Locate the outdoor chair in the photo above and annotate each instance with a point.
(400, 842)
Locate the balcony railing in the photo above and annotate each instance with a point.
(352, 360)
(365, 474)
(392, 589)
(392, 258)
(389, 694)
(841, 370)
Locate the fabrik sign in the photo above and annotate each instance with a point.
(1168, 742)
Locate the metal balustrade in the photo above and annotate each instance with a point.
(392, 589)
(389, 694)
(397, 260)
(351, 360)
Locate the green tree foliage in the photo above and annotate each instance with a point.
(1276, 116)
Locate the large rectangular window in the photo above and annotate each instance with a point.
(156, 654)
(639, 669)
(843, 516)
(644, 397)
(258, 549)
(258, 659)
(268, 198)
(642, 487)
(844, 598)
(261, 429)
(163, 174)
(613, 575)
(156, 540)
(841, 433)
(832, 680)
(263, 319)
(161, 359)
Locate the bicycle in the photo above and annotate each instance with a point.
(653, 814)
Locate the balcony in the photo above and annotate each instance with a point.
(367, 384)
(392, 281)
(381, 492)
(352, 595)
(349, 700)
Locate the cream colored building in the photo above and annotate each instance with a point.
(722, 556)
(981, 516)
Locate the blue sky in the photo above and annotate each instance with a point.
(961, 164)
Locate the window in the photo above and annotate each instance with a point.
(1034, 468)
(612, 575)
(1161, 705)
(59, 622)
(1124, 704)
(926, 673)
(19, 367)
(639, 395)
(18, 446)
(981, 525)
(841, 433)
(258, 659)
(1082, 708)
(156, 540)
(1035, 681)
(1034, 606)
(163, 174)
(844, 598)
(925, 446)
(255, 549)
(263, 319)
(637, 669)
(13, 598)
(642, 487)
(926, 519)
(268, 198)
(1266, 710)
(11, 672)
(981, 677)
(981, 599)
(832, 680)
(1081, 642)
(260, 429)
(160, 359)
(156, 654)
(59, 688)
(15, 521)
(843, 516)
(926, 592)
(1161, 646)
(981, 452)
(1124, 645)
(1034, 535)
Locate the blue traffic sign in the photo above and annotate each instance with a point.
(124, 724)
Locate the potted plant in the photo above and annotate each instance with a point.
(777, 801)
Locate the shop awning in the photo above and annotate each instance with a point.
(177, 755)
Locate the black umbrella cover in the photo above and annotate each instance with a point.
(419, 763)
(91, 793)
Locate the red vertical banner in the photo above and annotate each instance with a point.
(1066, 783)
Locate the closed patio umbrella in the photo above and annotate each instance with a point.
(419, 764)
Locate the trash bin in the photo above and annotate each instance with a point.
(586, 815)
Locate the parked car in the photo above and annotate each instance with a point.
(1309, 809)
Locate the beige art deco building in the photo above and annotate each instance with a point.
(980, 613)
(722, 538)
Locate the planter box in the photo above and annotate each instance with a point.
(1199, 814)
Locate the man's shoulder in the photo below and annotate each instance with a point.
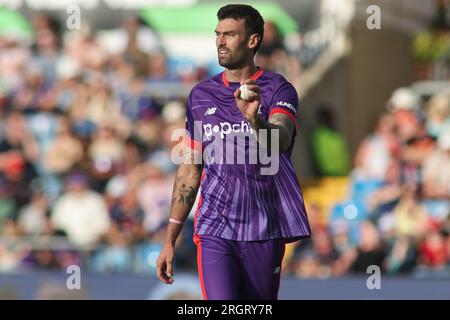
(275, 79)
(207, 83)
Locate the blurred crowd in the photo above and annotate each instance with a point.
(397, 213)
(86, 174)
(85, 169)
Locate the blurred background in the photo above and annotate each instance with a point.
(88, 104)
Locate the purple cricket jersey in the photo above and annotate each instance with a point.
(237, 202)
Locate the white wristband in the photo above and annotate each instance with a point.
(175, 221)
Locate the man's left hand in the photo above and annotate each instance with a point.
(249, 108)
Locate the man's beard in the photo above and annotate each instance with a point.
(232, 61)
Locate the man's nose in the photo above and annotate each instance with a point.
(221, 40)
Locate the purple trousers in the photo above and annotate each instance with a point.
(239, 270)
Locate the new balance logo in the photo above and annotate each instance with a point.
(210, 111)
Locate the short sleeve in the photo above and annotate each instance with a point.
(285, 101)
(193, 131)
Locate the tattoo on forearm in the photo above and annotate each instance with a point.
(186, 195)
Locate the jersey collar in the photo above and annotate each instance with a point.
(255, 76)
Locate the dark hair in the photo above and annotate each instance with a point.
(254, 22)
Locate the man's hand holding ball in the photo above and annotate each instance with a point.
(248, 100)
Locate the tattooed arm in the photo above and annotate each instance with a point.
(185, 189)
(278, 121)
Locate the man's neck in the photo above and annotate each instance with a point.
(237, 75)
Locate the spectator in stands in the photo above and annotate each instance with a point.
(273, 55)
(436, 169)
(376, 154)
(328, 144)
(438, 114)
(65, 151)
(370, 250)
(33, 218)
(81, 213)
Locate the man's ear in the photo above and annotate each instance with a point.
(253, 40)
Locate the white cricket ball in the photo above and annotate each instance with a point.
(246, 94)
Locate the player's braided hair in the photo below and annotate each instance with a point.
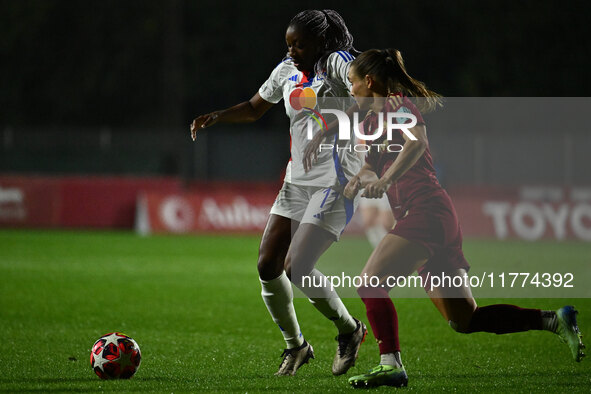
(387, 67)
(330, 27)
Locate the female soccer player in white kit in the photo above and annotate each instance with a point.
(310, 212)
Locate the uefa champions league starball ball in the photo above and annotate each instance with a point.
(115, 356)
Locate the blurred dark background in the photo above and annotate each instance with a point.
(110, 87)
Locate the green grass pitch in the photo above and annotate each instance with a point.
(193, 305)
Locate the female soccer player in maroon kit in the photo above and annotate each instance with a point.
(427, 236)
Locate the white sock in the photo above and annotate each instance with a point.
(329, 304)
(375, 234)
(549, 321)
(392, 359)
(278, 296)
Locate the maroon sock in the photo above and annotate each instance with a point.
(382, 318)
(503, 319)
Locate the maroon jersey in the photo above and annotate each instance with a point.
(420, 180)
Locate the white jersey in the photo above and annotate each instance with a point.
(284, 79)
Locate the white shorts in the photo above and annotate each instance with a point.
(380, 203)
(323, 206)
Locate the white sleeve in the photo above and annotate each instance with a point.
(338, 65)
(272, 89)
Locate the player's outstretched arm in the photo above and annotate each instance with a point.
(245, 112)
(413, 150)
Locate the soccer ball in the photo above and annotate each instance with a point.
(115, 356)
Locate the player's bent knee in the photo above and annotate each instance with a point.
(269, 267)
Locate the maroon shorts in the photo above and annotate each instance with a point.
(432, 222)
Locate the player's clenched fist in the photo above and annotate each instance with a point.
(202, 122)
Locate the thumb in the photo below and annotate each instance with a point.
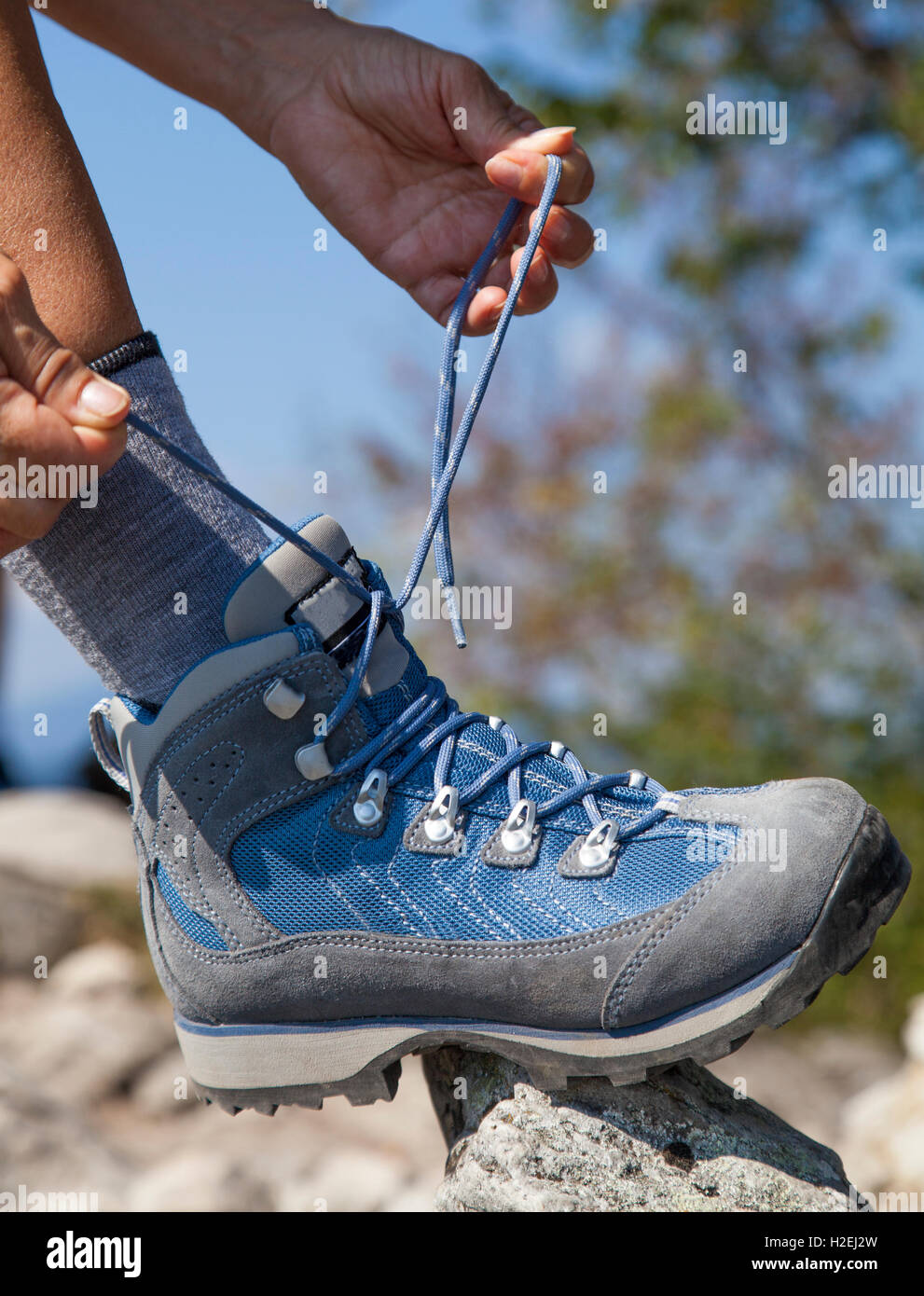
(52, 374)
(495, 122)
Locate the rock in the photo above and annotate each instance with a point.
(96, 971)
(199, 1180)
(884, 1125)
(348, 1179)
(678, 1142)
(913, 1034)
(807, 1076)
(83, 1033)
(66, 839)
(47, 1149)
(163, 1087)
(62, 854)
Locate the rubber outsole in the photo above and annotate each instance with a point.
(868, 888)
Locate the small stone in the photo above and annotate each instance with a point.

What to produce: Edit the records from the line with "Locate the shop" to the line with "(1066, 783)", changing "black" to "dark" and keeping everything else the same. Give back only those lines.

Solution:
Locate the shop awning in the photo above and annotate each instance with a point.
(177, 755)
Locate the dark umbrella cover in the photo above and annotate each instance with a point.
(419, 763)
(91, 793)
Locate the red vertical banner in the photo above and annotate each instance with a point.
(1066, 783)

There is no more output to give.